### TRY IT
Once you have read the entries, copy all of them exactly.

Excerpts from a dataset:
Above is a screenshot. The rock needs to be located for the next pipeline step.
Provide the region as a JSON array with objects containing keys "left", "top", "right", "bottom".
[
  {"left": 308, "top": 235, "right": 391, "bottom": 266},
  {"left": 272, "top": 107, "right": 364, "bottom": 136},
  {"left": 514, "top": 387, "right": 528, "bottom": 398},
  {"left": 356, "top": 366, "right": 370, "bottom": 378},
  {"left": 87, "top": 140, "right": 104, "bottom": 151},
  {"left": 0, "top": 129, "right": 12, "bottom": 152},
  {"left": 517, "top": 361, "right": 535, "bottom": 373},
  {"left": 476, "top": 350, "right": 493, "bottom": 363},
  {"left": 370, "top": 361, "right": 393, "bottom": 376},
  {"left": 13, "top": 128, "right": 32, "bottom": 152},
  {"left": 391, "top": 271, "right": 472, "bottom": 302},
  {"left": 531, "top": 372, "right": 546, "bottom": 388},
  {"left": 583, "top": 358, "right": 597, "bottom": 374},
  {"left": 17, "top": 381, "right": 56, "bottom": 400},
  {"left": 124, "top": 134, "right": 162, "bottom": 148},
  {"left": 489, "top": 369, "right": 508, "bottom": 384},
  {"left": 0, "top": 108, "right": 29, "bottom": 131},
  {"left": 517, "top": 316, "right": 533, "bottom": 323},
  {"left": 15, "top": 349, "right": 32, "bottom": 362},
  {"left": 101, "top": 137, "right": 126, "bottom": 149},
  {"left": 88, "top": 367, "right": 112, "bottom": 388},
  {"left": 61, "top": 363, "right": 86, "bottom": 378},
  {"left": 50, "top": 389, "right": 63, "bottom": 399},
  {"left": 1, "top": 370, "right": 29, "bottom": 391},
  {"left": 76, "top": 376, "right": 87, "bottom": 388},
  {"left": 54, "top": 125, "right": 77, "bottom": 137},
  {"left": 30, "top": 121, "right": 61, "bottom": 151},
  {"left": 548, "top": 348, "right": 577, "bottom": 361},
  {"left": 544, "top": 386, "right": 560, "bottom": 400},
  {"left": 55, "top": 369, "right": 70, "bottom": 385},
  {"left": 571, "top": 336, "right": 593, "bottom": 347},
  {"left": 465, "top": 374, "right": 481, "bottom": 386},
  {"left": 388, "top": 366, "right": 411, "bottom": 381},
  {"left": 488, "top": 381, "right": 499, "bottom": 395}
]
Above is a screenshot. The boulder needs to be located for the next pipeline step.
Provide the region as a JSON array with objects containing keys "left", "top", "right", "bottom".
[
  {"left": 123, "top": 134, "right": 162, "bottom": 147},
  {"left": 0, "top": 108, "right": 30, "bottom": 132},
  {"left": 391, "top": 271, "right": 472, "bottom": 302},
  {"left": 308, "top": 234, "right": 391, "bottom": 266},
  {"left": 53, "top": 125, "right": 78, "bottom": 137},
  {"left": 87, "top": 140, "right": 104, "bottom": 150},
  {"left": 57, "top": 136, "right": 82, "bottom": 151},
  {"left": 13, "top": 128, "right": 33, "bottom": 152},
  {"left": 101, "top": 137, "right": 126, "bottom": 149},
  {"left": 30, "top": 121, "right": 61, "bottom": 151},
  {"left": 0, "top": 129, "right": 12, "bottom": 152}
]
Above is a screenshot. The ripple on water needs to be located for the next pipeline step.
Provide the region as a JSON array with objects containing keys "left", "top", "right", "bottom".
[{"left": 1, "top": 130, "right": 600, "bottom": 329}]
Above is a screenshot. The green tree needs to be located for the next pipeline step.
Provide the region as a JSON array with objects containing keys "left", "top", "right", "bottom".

### SOLUTION TO THE PROBLEM
Above is a screenshot. The rock needs to be located for the next pipeline step.
Provide the region as a JSON array with objects containing keys "left", "top", "right", "bottom".
[
  {"left": 308, "top": 235, "right": 391, "bottom": 266},
  {"left": 272, "top": 107, "right": 364, "bottom": 136},
  {"left": 514, "top": 387, "right": 528, "bottom": 398},
  {"left": 356, "top": 366, "right": 370, "bottom": 378},
  {"left": 87, "top": 140, "right": 104, "bottom": 151},
  {"left": 0, "top": 129, "right": 12, "bottom": 152},
  {"left": 517, "top": 361, "right": 535, "bottom": 373},
  {"left": 476, "top": 350, "right": 493, "bottom": 363},
  {"left": 370, "top": 361, "right": 393, "bottom": 376},
  {"left": 13, "top": 128, "right": 32, "bottom": 152},
  {"left": 391, "top": 271, "right": 472, "bottom": 302},
  {"left": 531, "top": 372, "right": 546, "bottom": 388},
  {"left": 583, "top": 358, "right": 597, "bottom": 374},
  {"left": 17, "top": 381, "right": 56, "bottom": 400},
  {"left": 124, "top": 134, "right": 162, "bottom": 148},
  {"left": 489, "top": 369, "right": 508, "bottom": 384},
  {"left": 0, "top": 108, "right": 29, "bottom": 131},
  {"left": 517, "top": 316, "right": 533, "bottom": 323},
  {"left": 15, "top": 349, "right": 32, "bottom": 362},
  {"left": 101, "top": 137, "right": 126, "bottom": 149},
  {"left": 88, "top": 367, "right": 112, "bottom": 388},
  {"left": 61, "top": 363, "right": 86, "bottom": 378},
  {"left": 50, "top": 389, "right": 63, "bottom": 399},
  {"left": 1, "top": 370, "right": 29, "bottom": 391},
  {"left": 76, "top": 376, "right": 87, "bottom": 388},
  {"left": 54, "top": 125, "right": 77, "bottom": 137},
  {"left": 30, "top": 121, "right": 61, "bottom": 151},
  {"left": 548, "top": 348, "right": 577, "bottom": 361},
  {"left": 544, "top": 386, "right": 560, "bottom": 400},
  {"left": 55, "top": 369, "right": 70, "bottom": 385},
  {"left": 571, "top": 336, "right": 593, "bottom": 347},
  {"left": 465, "top": 374, "right": 481, "bottom": 386},
  {"left": 388, "top": 366, "right": 411, "bottom": 381},
  {"left": 488, "top": 381, "right": 499, "bottom": 395}
]
Above is a screenshot. The boulder needs to be located for the next pipeline step.
Provide the region as a JSON array with objects containing keys "left", "top", "right", "bottom".
[
  {"left": 123, "top": 134, "right": 162, "bottom": 147},
  {"left": 0, "top": 108, "right": 30, "bottom": 132},
  {"left": 391, "top": 271, "right": 472, "bottom": 302},
  {"left": 308, "top": 234, "right": 391, "bottom": 266},
  {"left": 53, "top": 125, "right": 78, "bottom": 137},
  {"left": 87, "top": 140, "right": 104, "bottom": 150},
  {"left": 57, "top": 136, "right": 82, "bottom": 151},
  {"left": 13, "top": 128, "right": 33, "bottom": 152},
  {"left": 101, "top": 137, "right": 126, "bottom": 149},
  {"left": 30, "top": 121, "right": 61, "bottom": 151},
  {"left": 0, "top": 129, "right": 12, "bottom": 152}
]
Above is a screenshot. The ripple on water needs to be located for the next pipeline step.
Provide the region as a JSON array with objects containing keys "left", "top", "right", "bottom".
[{"left": 1, "top": 130, "right": 600, "bottom": 329}]
Above is a screenshot. The green tree needs to be located for the next pipeline step.
Provide the region as a JSON array with objects containing keys "left", "top", "right", "bottom".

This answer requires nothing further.